Updates to our Terms of Use

We are updating our Terms of Use. Please carefully review the updated Terms before proceeding to our website.

Monday, April 15, 2024 | Back issues
Courthouse News Service Courthouse News Service

Judge advances lawsuit over California fishing net ban

Two fishermen claim a federal program that permits gillnet fishing on the West Coast overrides California’s ban on fishing gear that has been known to ensnare and harm endangered marine life.

SAN FRANCISCO (CN) — A federal judge has advanced a lawsuit against a California state law that bans the use of swordfish-catching gillnets, which critics say can unintentionally entangle and kill sea turtles, whales and dolphins.

California Senate Bill 1017, signed by former Governor Jerry Brown in 2018, bans fishermen who dock on California shores from using drift gillnets — long walls of mesh that hang underwater and catch swordfish by the gills.

Weights and buoys are used to stretch the mile-long nets beneath the ocean's surface. The net’s mesh is large enough that swordfish can stick their heads through openings but not their bodies, thus catching them by the gills.

Two fishermen sued the state two years ago, arguing that because they obtained federal permits to use gillnets, California cannot pass a law that deprives them of those federal rights.

The fishermen — Joseph Abad and Austen Brown — asked for a preliminary injunction to block enforcement of the state law, but a federal judge denied that request.

U.S. District Judge Troy Nunley found the demand for immediate court action unjustified because California already agreed not to enforce the gillnet ban against Brown — the only plaintiff who sought injunctive relief.

“Plaintiffs have not shown Brown is likely to suffer irreparable injury for the purposes of obtaining the injunctive relief he seeks,” Nunley, a Barrack Obama appointee, wrote in a nine-page ruling issued Tuesday.

Brown’s attorney, Glenn Roper of the Pacific Legal Foundation, said the injunction denial was not based on the merits of the case. The judge’s decision to move the case forward means the fishermen can start gathering evidence to make their case that the state has no power to ban fishing equipment that is expressly authorized by the National Marine Fisheries Service.

“When the federal government sets up a permitting program, the state then can’t come in and forbid the very action the government has authorized,” Roper said in a phone interview Wednesday.

■ TASK REQUIREMENTS:
1. Answer these questions about the gillnet article:
(a) Who signed California Senate Bill 1017, and in what year?
(b) How many pages long was Judge Nunley's ruling?
(c) Which organization is Glenn Roper with?
2. Which kinds of marine animals does the gillnet article name?
3. Resume the article on the California gillnet lawsuit after its final sentence.

■ PROVIDED RECORDS:
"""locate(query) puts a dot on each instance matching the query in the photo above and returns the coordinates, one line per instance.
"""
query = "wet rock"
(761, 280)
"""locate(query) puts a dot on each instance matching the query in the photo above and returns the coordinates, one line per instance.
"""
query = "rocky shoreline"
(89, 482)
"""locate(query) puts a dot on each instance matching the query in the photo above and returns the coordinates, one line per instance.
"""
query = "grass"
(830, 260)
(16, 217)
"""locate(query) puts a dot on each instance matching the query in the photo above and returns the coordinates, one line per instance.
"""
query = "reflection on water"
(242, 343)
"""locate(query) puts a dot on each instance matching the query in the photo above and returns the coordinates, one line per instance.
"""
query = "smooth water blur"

■ ANSWERS TO THE TASKS:
1.
(a) Former Governor Jerry Brown signed it in 2018.
(b) Nine pages.
(c) The Pacific Legal Foundation.

2. Swordfish, sea turtles, whales, dolphins

3.
In 2016, the Obama administration proposed a rule that would have required the California Drift Gillnet Fishery to shut down for two years if large whales or sea turtles were harmed by nets. The Trump administration withdrew that proposal in 2017 and launched a new program that issues permits allowing fishermen to catch swordfish with gillnets.

In his ruling Tuesday, Nunley found the fishermen adequately alleged that the state law harms them economically because “they cannot lawfully obtain a state drift gill net permit and buyers will not purchase swordfish that is caught by drift gill net without a state permit.”

Roper said his client’s livelihood is on the line with this lawsuit.

“This is their life — this commercial fishing,” Roper said. “They’ve got federal permits and they’re ready to move forward to provide for their families. It’s just the state of California’s prohibition that’s standing in the way.”

Roper added that the federal gillnet permitting program has built-in protections — such as seasonal restrictions and the required use of sonic “pingers” to minimize the chance that threatened species will get entangled in mesh.

“It’s authorized under very particular circumstances in a way that provides a lot of protection for endangered species so that the possibility of bycatch of those species is very minimal,” Roper said.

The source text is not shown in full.